**Exercise**
Without including any pictures, copy each entry below exactly.

**Input data**
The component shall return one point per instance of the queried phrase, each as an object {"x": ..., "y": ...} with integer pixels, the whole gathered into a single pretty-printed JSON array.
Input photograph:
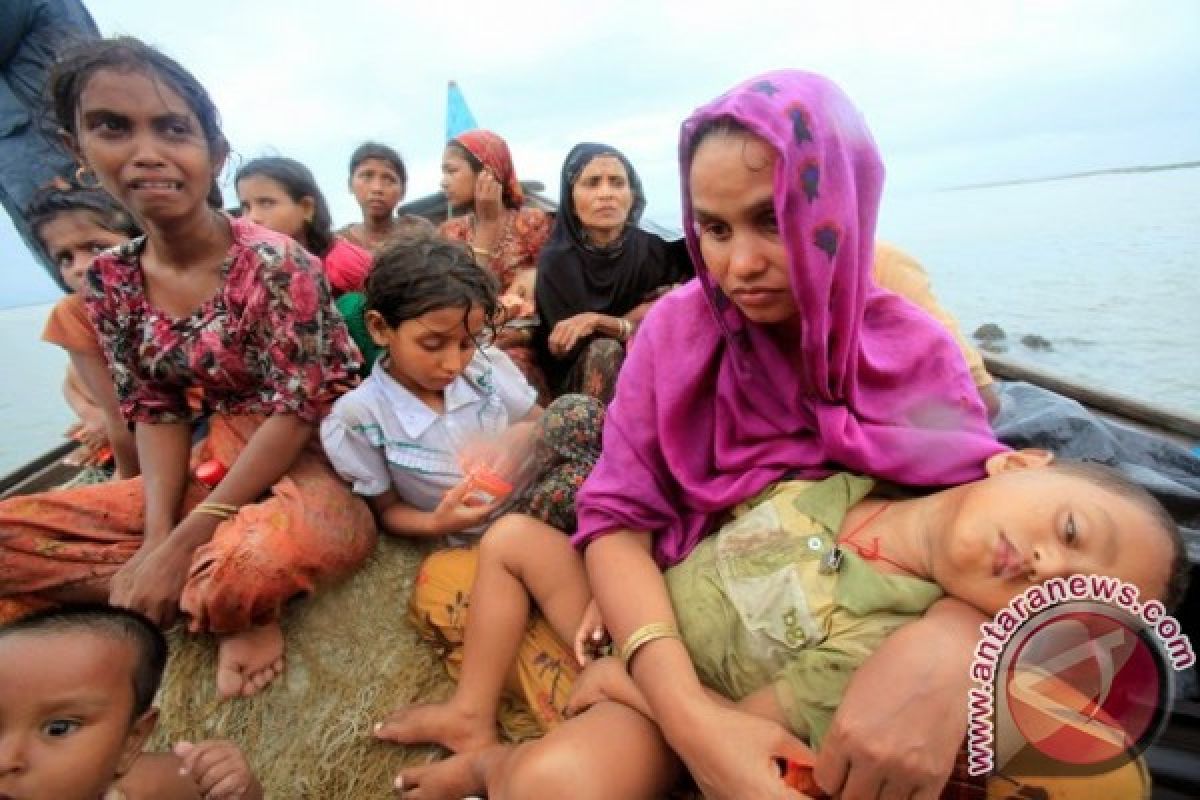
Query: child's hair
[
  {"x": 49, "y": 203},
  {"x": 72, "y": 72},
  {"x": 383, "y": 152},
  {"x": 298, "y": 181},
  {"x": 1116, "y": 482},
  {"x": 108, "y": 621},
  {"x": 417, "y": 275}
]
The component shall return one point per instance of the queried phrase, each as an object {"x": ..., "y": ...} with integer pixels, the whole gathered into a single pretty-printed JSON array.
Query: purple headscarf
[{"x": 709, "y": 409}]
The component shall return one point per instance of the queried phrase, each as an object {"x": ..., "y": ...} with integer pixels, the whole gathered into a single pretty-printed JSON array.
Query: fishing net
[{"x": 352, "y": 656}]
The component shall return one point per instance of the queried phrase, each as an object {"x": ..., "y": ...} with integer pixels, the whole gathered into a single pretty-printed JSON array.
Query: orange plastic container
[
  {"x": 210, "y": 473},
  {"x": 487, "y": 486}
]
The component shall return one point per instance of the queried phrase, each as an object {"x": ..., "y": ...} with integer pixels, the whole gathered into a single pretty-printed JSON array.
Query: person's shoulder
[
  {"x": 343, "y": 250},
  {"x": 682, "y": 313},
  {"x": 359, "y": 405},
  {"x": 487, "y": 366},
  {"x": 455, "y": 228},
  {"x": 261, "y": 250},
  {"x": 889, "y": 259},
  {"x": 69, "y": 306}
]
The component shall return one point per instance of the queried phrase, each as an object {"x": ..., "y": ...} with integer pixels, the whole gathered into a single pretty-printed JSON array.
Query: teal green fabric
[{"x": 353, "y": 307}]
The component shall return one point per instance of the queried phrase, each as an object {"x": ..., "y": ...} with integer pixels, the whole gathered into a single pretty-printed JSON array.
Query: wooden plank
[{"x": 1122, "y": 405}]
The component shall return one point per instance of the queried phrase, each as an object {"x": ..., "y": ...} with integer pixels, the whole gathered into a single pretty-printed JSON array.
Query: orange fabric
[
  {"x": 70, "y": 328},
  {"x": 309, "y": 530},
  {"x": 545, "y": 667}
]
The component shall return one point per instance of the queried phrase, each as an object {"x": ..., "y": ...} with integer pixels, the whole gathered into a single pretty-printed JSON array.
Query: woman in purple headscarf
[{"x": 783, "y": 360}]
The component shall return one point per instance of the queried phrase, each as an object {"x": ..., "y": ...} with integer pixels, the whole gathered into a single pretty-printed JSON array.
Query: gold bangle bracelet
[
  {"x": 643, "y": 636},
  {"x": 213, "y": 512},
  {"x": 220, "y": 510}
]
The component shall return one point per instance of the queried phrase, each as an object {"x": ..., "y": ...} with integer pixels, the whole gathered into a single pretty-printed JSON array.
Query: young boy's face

**Output of the exercise**
The component shall return one point per instance of the queried phrase, each as an object {"x": ..., "y": ...} with integer pixels, the whole gathered into a single pretty-printed JSON array.
Input photograph:
Query: child's hair
[
  {"x": 49, "y": 203},
  {"x": 72, "y": 72},
  {"x": 383, "y": 152},
  {"x": 298, "y": 181},
  {"x": 1116, "y": 482},
  {"x": 108, "y": 621},
  {"x": 417, "y": 275}
]
The component shall return one point per instance of the queried phrase, each as an object {"x": ..., "y": ...} with integer pixels, the whole gathered into a single pretty-printed JSON array.
Query: purple headscarf
[{"x": 709, "y": 409}]
The component shall return one point per instance of the queried phrase, each as an object {"x": ..., "y": ...} with integer pixels, the whole gathered into a single pretty-printed JSON array.
Query: fishing net
[{"x": 352, "y": 656}]
The component shall return one point per instance of the queried phrase, each as an object {"x": ..., "y": ...} with integer pixels, the whole gathered into a single pretty-printed JSON array.
Query: orange plastic container
[
  {"x": 210, "y": 473},
  {"x": 487, "y": 486}
]
The component shall return one point per instance of the queried phrase, each as an object {"x": ..., "y": ...} with integer pixels, the whole gathered into a single pretty-printed JSON array.
Query: person's shoulder
[
  {"x": 343, "y": 250},
  {"x": 682, "y": 313},
  {"x": 359, "y": 405},
  {"x": 487, "y": 366},
  {"x": 455, "y": 228},
  {"x": 261, "y": 250},
  {"x": 889, "y": 259},
  {"x": 69, "y": 306}
]
The component shall return one point per instance of the queried phrase, each as an object {"x": ..., "y": ...} with integer pixels, the whole gathered into a single pretty-printed JSON array.
Query: teal green fabric
[{"x": 353, "y": 307}]
The component shall return one point per instance of the queried phrase, each as an object {"x": ..., "y": ...} with integer pixels, the whole gathered into a single pretty-printed JSON array.
Query: wooden plank
[{"x": 1122, "y": 405}]
The component shall return one point per instance of the queried phrase, each as an object {"x": ..., "y": ...} with integer pixels, the whole gathered into a single pretty-printed JSON array.
Query: orange fabric
[
  {"x": 70, "y": 328},
  {"x": 309, "y": 530},
  {"x": 545, "y": 667}
]
The component shall return one point per instance of the queried phrase, each as an object {"x": ..., "y": ...} with integer pixels, the whole gathered into a single pretty-printed JSON array.
Query: woman in purple headscarf
[{"x": 783, "y": 360}]
The component shall return one point per instance of the queried phrase, each as an object {"x": ..., "y": ...} with integer pixels, the whole gathered into a single pretty-printed JSON array.
Query: gold bangle bracelet
[
  {"x": 643, "y": 636},
  {"x": 213, "y": 512},
  {"x": 220, "y": 510}
]
The component shall return one point per instance of the queried phrase, each as an object {"x": ..., "y": ...} with integer pixels, the whole gathered into a single pretty-printed JSON array.
Query: young boy's face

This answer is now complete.